Data section »
--------------------

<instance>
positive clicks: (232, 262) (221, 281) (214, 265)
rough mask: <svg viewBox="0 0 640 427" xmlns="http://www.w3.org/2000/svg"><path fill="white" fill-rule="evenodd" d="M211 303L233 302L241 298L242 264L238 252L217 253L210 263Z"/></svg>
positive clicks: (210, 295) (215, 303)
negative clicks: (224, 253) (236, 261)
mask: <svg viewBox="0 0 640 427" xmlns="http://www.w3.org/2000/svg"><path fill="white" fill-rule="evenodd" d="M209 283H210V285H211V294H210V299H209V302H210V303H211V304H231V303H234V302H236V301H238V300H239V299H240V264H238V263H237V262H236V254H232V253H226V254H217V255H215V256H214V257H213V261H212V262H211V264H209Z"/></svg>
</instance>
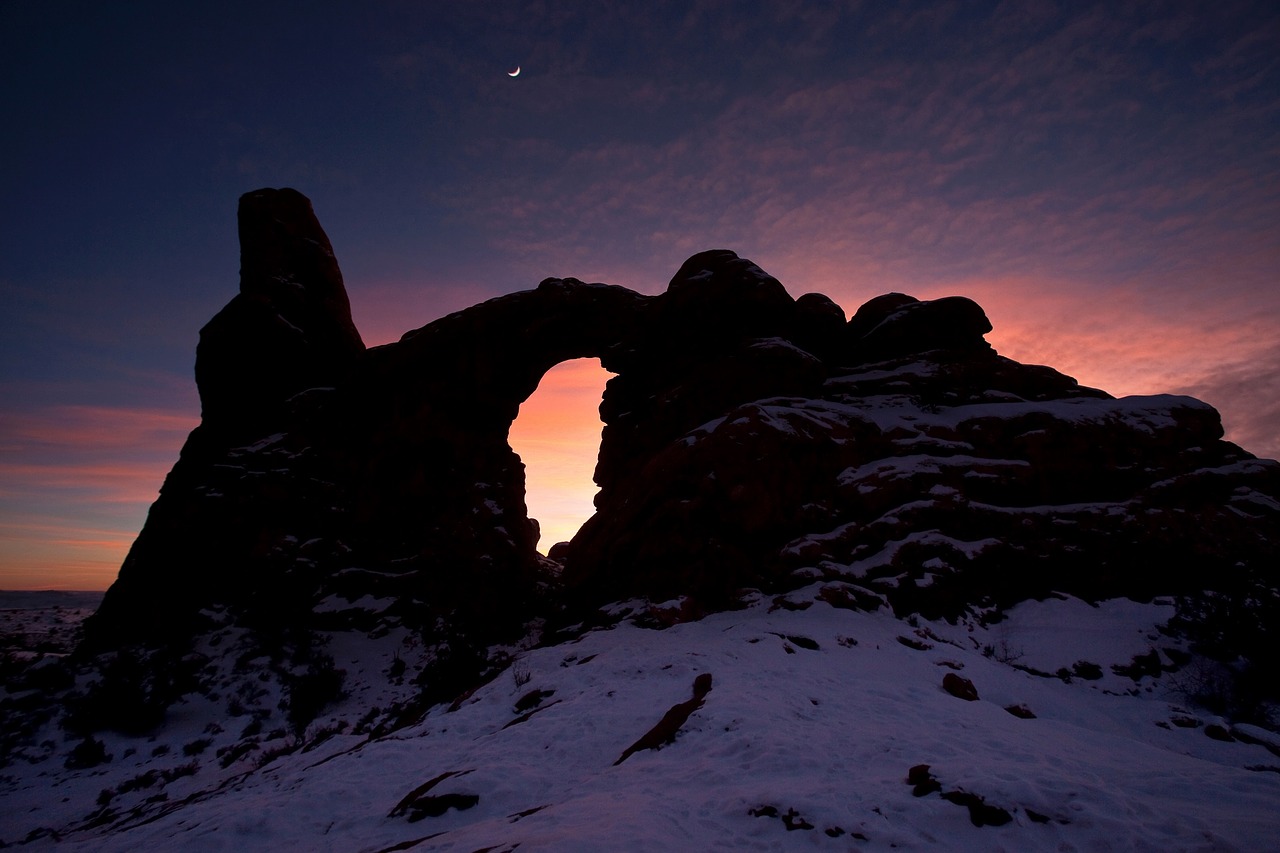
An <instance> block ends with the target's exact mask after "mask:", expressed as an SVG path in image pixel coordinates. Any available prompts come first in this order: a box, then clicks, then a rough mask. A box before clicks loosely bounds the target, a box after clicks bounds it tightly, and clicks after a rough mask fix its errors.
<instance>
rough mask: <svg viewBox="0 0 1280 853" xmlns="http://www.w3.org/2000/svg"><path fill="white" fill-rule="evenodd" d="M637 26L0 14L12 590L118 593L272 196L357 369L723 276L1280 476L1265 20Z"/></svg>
mask: <svg viewBox="0 0 1280 853" xmlns="http://www.w3.org/2000/svg"><path fill="white" fill-rule="evenodd" d="M620 5H622V4H598V3H590V4H589V3H581V4H577V3H483V4H481V3H476V4H443V3H410V1H401V3H379V1H374V3H358V4H357V3H342V4H339V3H307V4H291V3H266V4H262V3H253V4H248V3H219V4H173V3H146V1H142V3H124V4H118V3H61V1H59V0H47V1H42V3H26V1H15V3H5V4H3V5H0V110H3V113H0V114H3V115H4V117H5V126H6V129H5V132H4V133H3V134H0V146H3V152H4V163H5V169H4V172H3V173H0V174H3V177H0V181H3V186H0V205H3V206H0V210H3V218H4V219H3V231H0V234H3V236H0V260H3V264H0V318H3V320H0V321H3V324H4V325H3V336H0V400H3V401H4V402H3V407H0V588H13V587H90V588H93V587H102V585H105V584H106V583H109V581H110V580H111V578H114V574H115V569H118V566H119V561H120V558H122V557H123V553H124V549H125V548H127V546H128V543H129V542H131V540H132V538H133V535H134V534H136V532H137V529H138V528H140V526H141V524H142V520H143V517H145V512H146V506H147V505H148V502H150V501H151V500H152V498H154V496H155V491H156V489H157V488H159V484H160V482H161V479H163V476H164V473H165V471H166V470H168V467H169V466H170V465H172V464H173V461H174V459H175V456H177V451H178V448H179V447H180V443H182V441H183V438H184V435H186V433H187V430H189V429H191V427H193V425H195V423H196V419H197V418H198V401H197V398H196V393H195V386H193V382H192V373H191V368H192V364H193V357H195V343H196V336H197V333H198V329H200V327H201V325H202V324H204V323H205V321H206V320H207V319H209V318H210V316H212V314H214V313H216V311H218V310H219V309H220V307H221V306H223V305H224V304H225V302H227V301H228V300H229V298H230V297H232V296H233V295H234V293H236V289H237V286H238V275H237V272H238V247H237V243H236V202H237V199H238V196H239V195H241V193H242V192H246V191H248V190H253V188H256V187H261V186H276V187H279V186H292V187H296V188H298V190H301V191H302V192H305V193H306V195H308V196H310V197H311V199H312V201H314V204H315V207H316V213H317V214H319V216H320V220H321V223H323V224H324V225H325V229H326V231H328V233H329V236H330V238H332V241H333V243H334V248H335V251H337V252H338V259H339V263H340V264H342V268H343V272H344V274H346V278H347V287H348V292H349V295H351V301H352V309H353V313H355V316H356V321H357V324H358V325H360V328H361V332H362V333H364V336H365V339H366V342H369V343H381V342H387V341H392V339H394V338H397V337H398V336H399V334H401V333H402V332H404V330H407V329H410V328H415V327H419V325H422V324H425V323H428V321H429V320H433V319H435V318H438V316H440V315H443V314H445V313H448V311H452V310H457V309H461V307H465V306H467V305H471V304H475V302H479V301H481V300H484V298H488V297H490V296H495V295H499V293H506V292H511V291H516V289H525V288H529V287H532V286H535V284H536V283H538V282H539V280H540V279H541V278H544V277H547V275H575V277H579V278H582V279H586V280H605V282H611V283H616V284H625V286H628V287H632V288H635V289H639V291H643V292H650V293H653V292H659V291H660V289H662V288H663V287H664V284H666V282H667V279H668V278H669V277H671V274H672V273H673V272H675V270H676V269H677V268H678V266H680V263H681V261H682V260H684V259H685V257H686V256H689V255H691V254H692V252H695V251H700V250H704V248H712V247H726V248H732V250H735V251H737V252H739V254H740V255H744V256H748V257H751V259H753V260H755V261H756V263H759V264H760V265H762V266H763V268H764V269H767V270H768V272H771V273H773V274H774V275H777V277H778V278H780V279H781V280H782V282H783V284H786V286H787V288H788V289H790V291H791V292H792V295H796V296H797V295H800V293H804V292H808V291H822V292H826V293H828V295H831V296H832V297H833V298H836V300H837V301H838V302H841V304H842V305H844V307H845V310H846V311H849V313H852V310H855V309H856V307H858V305H859V304H861V302H863V301H865V300H867V298H870V297H872V296H876V295H878V293H883V292H887V291H892V289H899V291H905V292H909V293H913V295H915V296H918V297H922V298H927V297H934V296H943V295H950V293H963V295H968V296H972V297H974V298H977V300H978V301H979V302H980V304H982V305H983V306H984V307H986V309H987V313H988V315H989V316H991V319H992V323H993V324H995V327H996V329H995V332H993V333H992V334H991V336H988V339H989V341H992V343H993V345H995V346H996V347H997V348H998V350H1000V351H1001V352H1004V353H1005V355H1009V356H1011V357H1015V359H1019V360H1023V361H1039V362H1047V364H1052V365H1053V366H1057V368H1059V369H1062V370H1065V371H1066V373H1070V374H1073V375H1075V377H1076V378H1078V379H1080V382H1083V383H1085V384H1091V386H1097V387H1102V388H1105V389H1107V391H1111V392H1112V393H1117V394H1123V393H1162V392H1183V393H1193V394H1196V396H1199V397H1202V398H1203V400H1207V401H1208V402H1211V403H1213V405H1215V406H1217V407H1219V409H1220V410H1221V411H1222V415H1224V420H1225V423H1226V428H1228V433H1229V437H1230V438H1233V439H1234V441H1236V442H1239V443H1242V444H1243V446H1244V447H1245V448H1248V450H1251V451H1253V452H1256V453H1258V455H1262V456H1272V457H1274V456H1277V455H1280V403H1277V401H1280V379H1277V377H1280V59H1277V58H1280V8H1277V6H1276V4H1275V3H1274V0H1272V1H1261V3H1233V1H1231V0H1216V1H1212V3H1190V1H1188V3H1158V1H1149V3H1115V1H1110V3H1097V4H1091V3H1083V1H1071V3H1052V1H1036V0H1023V1H1016V3H982V1H979V0H964V1H957V3H869V1H868V3H790V4H788V3H777V1H773V3H643V4H641V3H636V4H626V5H627V6H628V9H626V10H620V9H618V8H617V6H620ZM515 65H520V67H521V68H522V69H524V70H522V72H521V74H520V77H516V78H511V77H508V76H507V72H508V70H509V69H511V68H513V67H515ZM593 393H598V392H593ZM586 451H588V452H589V453H591V452H594V447H589V448H586Z"/></svg>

--------------------

Render every line of the rows above as a JSON list of strings, one string per line, with blank lines and the pictures left out.

Response below »
[
  "<instance>",
  "positive clicks: (232, 262) (221, 281) (214, 265)",
  "rough mask: <svg viewBox=\"0 0 640 427\" xmlns=\"http://www.w3.org/2000/svg\"><path fill=\"white\" fill-rule=\"evenodd\" d=\"M211 303L233 302L241 298L242 264L238 252L217 253L210 263Z\"/></svg>",
  "positive clicks: (210, 295) (215, 303)",
  "negative clicks: (224, 253) (236, 261)",
  "mask: <svg viewBox=\"0 0 640 427\" xmlns=\"http://www.w3.org/2000/svg\"><path fill=\"white\" fill-rule=\"evenodd\" d=\"M209 283H210V285H211V294H210V299H209V302H210V303H211V304H231V303H234V302H236V301H238V300H239V299H240V264H238V263H237V262H236V254H232V253H226V254H217V255H215V256H214V257H213V261H212V262H211V264H209Z\"/></svg>",
  "</instance>",
  "An <instance> block ends with the target's exact mask after \"mask:\", expressed as an SVG path in image pixel coordinates. Any available prompts come first in this order: a box, then clicks, then a rough mask. A box before clicks loosely bounds the target, a box after clicks bounds it tightly, and clicks after a rough mask fix its errors.",
  "<instance>",
  "rough mask: <svg viewBox=\"0 0 1280 853\" xmlns=\"http://www.w3.org/2000/svg\"><path fill=\"white\" fill-rule=\"evenodd\" d=\"M637 26L0 14L12 590L118 593L272 196L357 369L723 276L1280 476L1265 20Z\"/></svg>",
  "mask: <svg viewBox=\"0 0 1280 853\" xmlns=\"http://www.w3.org/2000/svg\"><path fill=\"white\" fill-rule=\"evenodd\" d=\"M620 5H622V4H598V3H590V4H589V3H581V4H577V3H483V4H481V3H476V4H443V3H410V1H401V3H379V1H374V3H358V4H357V3H342V4H339V3H307V4H291V3H266V4H262V3H253V4H248V3H219V4H173V3H146V1H142V3H124V4H118V3H61V1H59V0H47V1H42V3H26V1H15V3H5V4H3V5H0V110H3V113H0V114H3V115H4V117H5V126H6V129H5V132H4V133H3V134H0V146H3V152H4V163H5V169H4V172H3V173H0V174H3V177H0V181H3V186H0V205H3V206H0V210H3V218H4V219H3V231H0V234H3V236H0V260H3V264H0V318H3V320H0V321H3V324H4V325H3V336H0V400H3V401H4V402H3V407H0V588H13V587H90V588H93V587H102V585H105V584H106V583H109V581H110V580H111V578H114V574H115V569H118V566H119V561H120V558H122V557H123V553H124V549H125V548H127V546H128V543H129V542H131V540H132V538H133V535H134V534H136V532H137V529H138V528H140V526H141V524H142V520H143V517H145V512H146V506H147V505H148V502H150V501H151V500H152V498H154V496H155V491H156V489H157V488H159V484H160V482H161V479H163V476H164V473H165V471H166V470H168V467H169V466H170V465H172V464H173V461H174V459H175V456H177V451H178V448H179V447H180V443H182V441H183V438H184V435H186V433H187V430H189V429H191V427H193V425H195V423H196V419H197V418H198V401H197V398H196V393H195V386H193V382H192V373H191V368H192V364H193V357H195V343H196V336H197V333H198V329H200V327H201V325H202V324H204V323H205V321H206V320H207V319H209V318H210V316H212V314H214V313H216V311H218V310H219V309H220V307H221V306H223V305H224V304H225V302H227V301H228V300H229V298H230V297H232V296H233V295H234V293H236V289H237V286H238V275H237V272H238V247H237V243H236V202H237V199H238V196H239V195H241V193H242V192H246V191H248V190H253V188H256V187H261V186H276V187H279V186H292V187H296V188H298V190H301V191H302V192H305V193H306V195H308V196H310V197H311V199H312V201H314V204H315V207H316V213H317V214H319V216H320V220H321V223H323V224H324V225H325V229H326V231H328V233H329V236H330V238H332V241H333V243H334V248H335V251H337V252H338V259H339V263H340V264H342V268H343V272H344V274H346V278H347V287H348V292H349V295H351V301H352V309H353V313H355V316H356V321H357V324H358V325H360V328H361V332H362V333H364V336H365V339H366V342H369V343H381V342H387V341H392V339H394V338H397V337H398V336H399V334H401V333H402V332H404V330H407V329H410V328H415V327H419V325H422V324H425V323H428V321H429V320H433V319H435V318H438V316H440V315H443V314H445V313H448V311H452V310H457V309H461V307H465V306H467V305H471V304H475V302H479V301H481V300H484V298H488V297H490V296H495V295H499V293H506V292H511V291H516V289H525V288H529V287H532V286H535V284H536V283H538V282H539V280H540V279H541V278H544V277H547V275H575V277H579V278H582V279H586V280H605V282H611V283H616V284H625V286H628V287H632V288H635V289H639V291H643V292H650V293H653V292H659V291H660V289H662V288H663V287H664V284H666V282H667V279H668V278H669V277H671V274H672V273H673V272H675V270H676V269H677V268H678V266H680V263H681V261H682V260H684V259H685V257H686V256H689V255H691V254H692V252H695V251H700V250H704V248H712V247H726V248H732V250H735V251H737V252H739V254H740V255H744V256H748V257H751V259H753V260H755V261H756V263H759V264H760V265H762V266H763V268H764V269H767V270H768V272H771V273H773V274H774V275H777V277H778V278H780V279H781V280H782V282H783V284H786V286H787V288H788V289H790V291H791V292H792V295H796V296H797V295H800V293H804V292H808V291H822V292H826V293H828V295H831V296H832V297H833V298H836V300H837V301H838V302H841V304H842V305H844V307H845V310H846V311H849V313H852V310H855V309H856V307H858V305H859V304H861V302H863V301H865V300H867V298H870V297H872V296H876V295H878V293H883V292H887V291H892V289H899V291H905V292H909V293H913V295H915V296H918V297H922V298H927V297H934V296H943V295H950V293H963V295H968V296H972V297H974V298H977V300H978V301H979V302H980V304H982V305H983V306H984V307H986V309H987V313H988V315H989V316H991V319H992V323H993V324H995V327H996V329H995V332H993V333H992V334H991V336H988V339H989V341H992V343H993V345H995V346H996V347H997V348H998V350H1000V351H1001V352H1004V353H1005V355H1009V356H1011V357H1015V359H1019V360H1023V361H1039V362H1047V364H1052V365H1053V366H1057V368H1059V369H1062V370H1065V371H1066V373H1070V374H1073V375H1075V377H1076V378H1078V379H1080V382H1083V383H1085V384H1091V386H1097V387H1102V388H1105V389H1107V391H1111V392H1112V393H1117V394H1123V393H1162V392H1183V393H1193V394H1196V396H1199V397H1202V398H1203V400H1207V401H1208V402H1211V403H1213V405H1215V406H1217V407H1219V409H1220V410H1221V411H1222V415H1224V420H1225V423H1226V428H1228V433H1229V437H1230V438H1233V439H1234V441H1236V442H1239V443H1242V444H1243V446H1244V447H1245V448H1248V450H1251V451H1253V452H1256V453H1258V455H1262V456H1272V457H1274V456H1277V455H1280V403H1277V401H1280V379H1277V377H1280V59H1277V58H1280V8H1277V6H1276V4H1275V3H1274V0H1272V1H1261V3H1233V1H1231V0H1216V1H1212V3H1190V1H1188V3H1158V1H1149V3H1115V1H1110V3H1097V4H1091V3H1083V1H1071V3H1052V1H1036V0H1023V1H1016V3H982V1H979V0H964V1H957V3H869V1H868V3H790V4H788V3H777V1H773V3H643V4H641V3H636V4H626V5H627V6H628V9H626V10H620V9H618V8H617V6H620ZM515 65H520V67H521V68H522V69H524V70H522V72H521V74H520V77H516V78H511V77H508V76H507V72H508V70H509V69H511V68H513V67H515ZM593 393H598V392H593ZM586 451H588V452H589V453H591V452H594V447H589V448H586Z\"/></svg>"
]